*** STORED ROWS ***

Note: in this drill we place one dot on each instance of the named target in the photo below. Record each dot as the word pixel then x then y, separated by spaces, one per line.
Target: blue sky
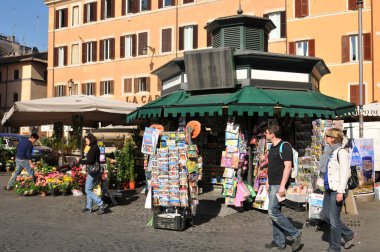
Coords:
pixel 25 19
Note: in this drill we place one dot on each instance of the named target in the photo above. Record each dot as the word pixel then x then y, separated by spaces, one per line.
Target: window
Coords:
pixel 15 97
pixel 60 90
pixel 108 9
pixel 89 52
pixel 61 18
pixel 145 5
pixel 301 8
pixel 302 48
pixel 352 5
pixel 279 20
pixel 106 88
pixel 75 16
pixel 88 88
pixel 128 46
pixel 16 75
pixel 188 37
pixel 355 94
pixel 166 40
pixel 165 3
pixel 350 48
pixel 142 84
pixel 107 49
pixel 143 43
pixel 89 14
pixel 75 54
pixel 127 85
pixel 127 7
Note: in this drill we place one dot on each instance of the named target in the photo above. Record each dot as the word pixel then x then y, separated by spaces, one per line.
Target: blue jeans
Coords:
pixel 90 195
pixel 20 164
pixel 331 214
pixel 281 224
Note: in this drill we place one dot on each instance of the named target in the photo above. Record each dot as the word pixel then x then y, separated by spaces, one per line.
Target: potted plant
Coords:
pixel 125 163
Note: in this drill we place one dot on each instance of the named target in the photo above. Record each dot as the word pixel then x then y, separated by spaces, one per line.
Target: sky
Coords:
pixel 27 20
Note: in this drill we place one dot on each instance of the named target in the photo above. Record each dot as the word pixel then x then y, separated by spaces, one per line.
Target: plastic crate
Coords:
pixel 298 206
pixel 169 221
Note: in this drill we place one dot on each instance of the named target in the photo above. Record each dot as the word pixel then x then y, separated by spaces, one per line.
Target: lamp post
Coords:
pixel 360 54
pixel 70 84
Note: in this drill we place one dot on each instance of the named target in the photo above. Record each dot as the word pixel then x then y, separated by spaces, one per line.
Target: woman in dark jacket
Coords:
pixel 91 158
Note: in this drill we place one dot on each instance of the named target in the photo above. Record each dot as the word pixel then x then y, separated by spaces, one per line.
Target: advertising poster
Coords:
pixel 362 157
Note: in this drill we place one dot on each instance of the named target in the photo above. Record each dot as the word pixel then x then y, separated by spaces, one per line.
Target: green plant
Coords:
pixel 125 162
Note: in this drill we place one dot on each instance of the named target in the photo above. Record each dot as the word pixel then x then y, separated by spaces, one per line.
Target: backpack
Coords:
pixel 294 172
pixel 353 181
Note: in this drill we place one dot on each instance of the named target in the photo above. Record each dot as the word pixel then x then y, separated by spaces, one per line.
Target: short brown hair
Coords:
pixel 335 133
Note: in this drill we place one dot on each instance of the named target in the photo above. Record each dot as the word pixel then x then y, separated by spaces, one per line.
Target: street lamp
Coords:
pixel 360 54
pixel 71 85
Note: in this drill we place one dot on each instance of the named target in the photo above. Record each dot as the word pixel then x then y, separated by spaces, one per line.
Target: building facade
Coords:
pixel 22 78
pixel 109 47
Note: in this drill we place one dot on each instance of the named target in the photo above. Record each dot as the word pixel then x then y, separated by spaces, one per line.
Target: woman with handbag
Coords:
pixel 335 179
pixel 93 174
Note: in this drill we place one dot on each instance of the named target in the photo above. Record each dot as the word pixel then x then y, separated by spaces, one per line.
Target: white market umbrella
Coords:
pixel 62 109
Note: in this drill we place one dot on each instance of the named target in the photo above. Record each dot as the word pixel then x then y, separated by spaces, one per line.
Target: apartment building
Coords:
pixel 109 47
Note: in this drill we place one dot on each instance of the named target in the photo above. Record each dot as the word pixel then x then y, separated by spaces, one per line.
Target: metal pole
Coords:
pixel 360 54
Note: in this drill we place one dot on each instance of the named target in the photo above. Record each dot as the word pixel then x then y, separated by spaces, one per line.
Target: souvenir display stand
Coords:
pixel 175 170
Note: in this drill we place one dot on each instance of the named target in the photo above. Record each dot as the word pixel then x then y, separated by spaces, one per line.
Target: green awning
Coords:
pixel 247 100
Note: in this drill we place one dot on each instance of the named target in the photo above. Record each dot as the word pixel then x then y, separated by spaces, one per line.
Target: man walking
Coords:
pixel 279 169
pixel 23 158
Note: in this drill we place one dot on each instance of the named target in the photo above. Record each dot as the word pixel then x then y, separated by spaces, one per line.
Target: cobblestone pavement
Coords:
pixel 37 223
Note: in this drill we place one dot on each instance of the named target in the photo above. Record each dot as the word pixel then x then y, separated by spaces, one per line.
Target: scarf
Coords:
pixel 326 156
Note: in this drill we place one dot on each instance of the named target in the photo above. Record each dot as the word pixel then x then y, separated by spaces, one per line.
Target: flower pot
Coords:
pixel 132 185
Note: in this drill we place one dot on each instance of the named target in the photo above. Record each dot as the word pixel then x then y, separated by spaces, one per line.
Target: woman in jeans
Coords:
pixel 91 158
pixel 335 183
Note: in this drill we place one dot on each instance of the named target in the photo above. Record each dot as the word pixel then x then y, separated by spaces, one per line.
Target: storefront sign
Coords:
pixel 142 99
pixel 362 157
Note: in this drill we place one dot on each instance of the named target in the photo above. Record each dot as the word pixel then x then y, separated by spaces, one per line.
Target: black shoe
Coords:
pixel 297 242
pixel 86 210
pixel 273 245
pixel 102 209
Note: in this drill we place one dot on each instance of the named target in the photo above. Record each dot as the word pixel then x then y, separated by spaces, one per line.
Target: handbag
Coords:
pixel 94 169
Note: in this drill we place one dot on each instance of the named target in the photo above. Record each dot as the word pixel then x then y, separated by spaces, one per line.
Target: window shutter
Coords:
pixel 292 47
pixel 55 55
pixel 305 8
pixel 102 83
pixel 367 46
pixel 352 4
pixel 147 84
pixel 85 13
pixel 84 52
pixel 111 88
pixel 134 45
pixel 311 47
pixel 65 55
pixel 94 50
pixel 122 46
pixel 298 7
pixel 57 19
pixel 65 18
pixel 101 50
pixel 195 36
pixel 283 24
pixel 345 49
pixel 102 9
pixel 135 85
pixel 123 6
pixel 112 48
pixel 181 44
pixel 209 39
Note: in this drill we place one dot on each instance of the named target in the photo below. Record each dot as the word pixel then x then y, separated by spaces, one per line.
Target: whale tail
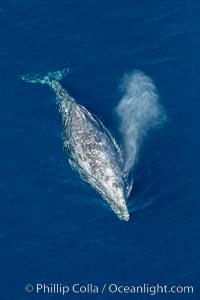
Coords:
pixel 46 78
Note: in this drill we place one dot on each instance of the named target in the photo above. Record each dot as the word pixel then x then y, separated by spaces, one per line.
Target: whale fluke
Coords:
pixel 45 78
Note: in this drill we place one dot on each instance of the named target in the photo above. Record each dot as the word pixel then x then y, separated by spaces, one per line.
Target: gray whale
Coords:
pixel 91 149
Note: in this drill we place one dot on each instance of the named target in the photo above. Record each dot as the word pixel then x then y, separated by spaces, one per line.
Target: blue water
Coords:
pixel 54 228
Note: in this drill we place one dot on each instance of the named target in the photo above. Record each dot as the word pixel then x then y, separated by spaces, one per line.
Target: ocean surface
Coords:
pixel 54 228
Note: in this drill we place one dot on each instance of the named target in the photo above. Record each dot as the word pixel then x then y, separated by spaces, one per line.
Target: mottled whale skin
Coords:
pixel 92 150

***

* _WHAT TO WORK ON_
Return every line of the records above word for word, leaving out the pictures.

* _RESPONSE_
Note: in this drill we place one dot on each instance of the named target in the photo below. Record each dot as the word pixel then x then y, separated by spaces, one per line.
Target: blue sky
Coords:
pixel 25 19
Note: in this drill we place one dot on each instance of the named target in the photo above. Record each dot as the word pixel then x then y, separated by spaces, one per line.
Target: window
Coords:
pixel 15 97
pixel 60 90
pixel 108 9
pixel 89 52
pixel 61 18
pixel 145 5
pixel 301 8
pixel 302 48
pixel 352 5
pixel 279 20
pixel 106 88
pixel 75 16
pixel 88 88
pixel 128 46
pixel 16 75
pixel 188 37
pixel 355 94
pixel 166 40
pixel 165 3
pixel 350 48
pixel 142 84
pixel 107 49
pixel 143 43
pixel 89 14
pixel 75 54
pixel 127 85
pixel 127 7
Note: in this drill we place one dot on each instance of the named target in the photo above. Record each dot as the word pixel then x then y, separated by spaces, one per line.
Target: blue jeans
Coords:
pixel 90 195
pixel 20 164
pixel 331 214
pixel 281 224
Note: in this drill we place one dot on each instance of the named target in the photo above. Record each dot as the word pixel then x then y, separated by spaces, one per line.
Target: potted plant
Coords:
pixel 125 163
Note: in this drill we place one dot on each instance of the named target in the photo above. Record each dot as the word pixel then x then y, separated by spaces, one per line.
Target: sky
Coords:
pixel 27 20
Note: in this drill we place one dot on each instance of the named target in the photo above. Record each dot as the word pixel then x then y, separated by spaces, one per line.
Target: plastic crate
Coords:
pixel 298 206
pixel 169 221
Note: in this drill we place one dot on each instance of the named target in the photo above. Record each dot as the word pixel then x then y, separated by spaces, one per line.
Target: lamp post
Coords:
pixel 360 54
pixel 70 84
Note: in this drill we place one dot on each instance of the named target in the photo above. Record each dot as the word pixel then x then y, separated by spaces, one per line.
Target: woman in dark jacket
Coords:
pixel 91 158
Note: in this drill we place one dot on each instance of the named target in the photo above. Record each dot as the word pixel then x then y, separated by spaces, one per line.
Target: advertising poster
Coords:
pixel 362 157
Note: in this drill we place one dot on each instance of the named target in the photo above. Record each dot as the word pixel then x then y, separated by spaces, one per line.
Target: green plant
Coords:
pixel 125 162
Note: in this drill we place one dot on each instance of the named target in the photo above. Record each dot as the word pixel then x then y, separated by spaces, one per line.
Target: backpack
Coords:
pixel 294 172
pixel 353 181
Note: in this drill we place one dot on each instance of the named target in the photo above. Record each dot as the word pixel then x then y, separated by spaces, one per line.
Target: short brown hair
Coords:
pixel 335 133
Note: in this drill we place one dot on each instance of the named target in the photo above. Record each dot as the word pixel then x then y, separated by spaces, one per line.
Target: street lamp
Coords:
pixel 360 54
pixel 71 85
Note: in this drill we place one dot on each instance of the named target in the photo above. Record each dot as the word pixel then x then y, separated by spaces, one per line.
Target: building facade
Coords:
pixel 22 78
pixel 109 47
Note: in this drill we place one dot on each instance of the named target in the photo above. Record each dot as the word pixel then x then y, separated by spaces, one per line.
Target: woman with handbag
Coords:
pixel 335 179
pixel 93 174
Note: in this drill we place one dot on each instance of the named target in the photo above. Record each dot as the word pixel then x then y, separated by spaces, one per line.
Target: white market umbrella
Coords:
pixel 62 109
Note: in this drill we place one dot on each instance of the named target in the photo above. Record each dot as the word pixel then x then y, separated by spaces, one per line.
Target: apartment building
Coords:
pixel 109 47
Note: in this drill we place one dot on each instance of the named target in the photo above. Record each dot as the word pixel then x then y, separated by spaces, one per line.
Target: metal pole
Coords:
pixel 360 54
Note: in this drill we place one dot on each instance of the named target in the photo above. Record each dot as the word pixel then x then y, separated by spaces, one per line.
Target: souvenir display stand
Coords:
pixel 175 170
Note: in this drill we place one dot on each instance of the named target in the photo above. Record each dot as the word pixel then x then y, separated by spaces, one per line.
Target: green awning
Coords:
pixel 247 100
Note: in this drill we place one dot on each instance of the named target in the photo above. Record each dot as the word pixel then x then y, separated by spaces, one per line.
Target: man walking
Coords:
pixel 279 169
pixel 23 158
Note: in this drill we place one dot on each instance of the named target in the photo above. Record each dot as the word pixel then x then y, separated by spaces, one per line.
Target: cobblestone pavement
Coords:
pixel 37 223
Note: in this drill we place one dot on each instance of the named target in the photo above. Record each dot as the word pixel then x then y, separated by spaces, one per line.
Target: scarf
Coords:
pixel 326 156
Note: in this drill we place one dot on each instance of the named target in the photo above. Record each dot as the word pixel then x then y, separated by spaces, one per line.
Target: flower pot
Coords:
pixel 132 185
Note: in this drill we place one dot on each instance of the named target in the photo above. Record each dot as the word pixel then x then y, separated by spaces, one per line.
Target: woman in jeans
Coords:
pixel 91 158
pixel 335 183
Note: in this drill we place one dot on each instance of the named target in the photo above. Record each dot as the word pixel then x then y, separated by spaces, one per line.
Target: storefront sign
Coords:
pixel 142 99
pixel 362 157
Note: in this drill we place one dot on each instance of the named target in the photo above. Record each dot as the word pixel then x then y, separated by spaces, one per line.
Target: black shoe
Coords:
pixel 297 242
pixel 86 210
pixel 273 245
pixel 102 209
Note: in this drill we place one dot on each instance of the named target in the photo above. Record each dot as the word pixel then x then y, separated by spaces, one per line.
Target: handbag
Coords:
pixel 94 169
Note: in this drill we place one dot on each instance of the named target in the photo above. Record each dot as the word pixel then x then y, separated by spaces, one per line.
Target: window shutter
Coords:
pixel 292 47
pixel 55 55
pixel 305 8
pixel 102 83
pixel 367 46
pixel 352 4
pixel 147 84
pixel 85 13
pixel 84 52
pixel 111 88
pixel 134 45
pixel 311 47
pixel 65 55
pixel 94 50
pixel 122 46
pixel 298 7
pixel 57 19
pixel 65 18
pixel 101 50
pixel 195 36
pixel 283 24
pixel 345 49
pixel 102 9
pixel 135 85
pixel 123 6
pixel 112 48
pixel 181 44
pixel 209 39
Note: in this drill we place one dot on each instance of the named target in the photo below. Record each dot as the word pixel then x then y, separated by spaces, one per line.
Target: whale tail
Coords:
pixel 46 78
Note: in this drill we place one dot on each instance of the named target in the photo above. Record each dot as the word pixel then x then y, separated by spaces, one per line.
Target: whale fluke
Coords:
pixel 45 78
Note: in this drill we place one dot on each instance of the named target in the photo above. Record each dot as the word pixel then x then y, separated by spaces, one per line.
Target: gray whale
Coords:
pixel 91 149
Note: in this drill we place one dot on each instance of the named target in the photo above. Record each dot as the word pixel then x then y, separated by spaces, one per line.
Target: blue water
Coords:
pixel 54 228
Note: in this drill we place one dot on each instance of the named target in the photo above. Record each dot as the word pixel then x then y, separated by spaces, one per line.
Target: ocean surface
Coords:
pixel 54 228
Note: in this drill we place one dot on each instance of the named target in the photo above. Record each dot as the word pixel then x then y, separated by spaces, one per line.
Target: mottled whale skin
Coords:
pixel 92 150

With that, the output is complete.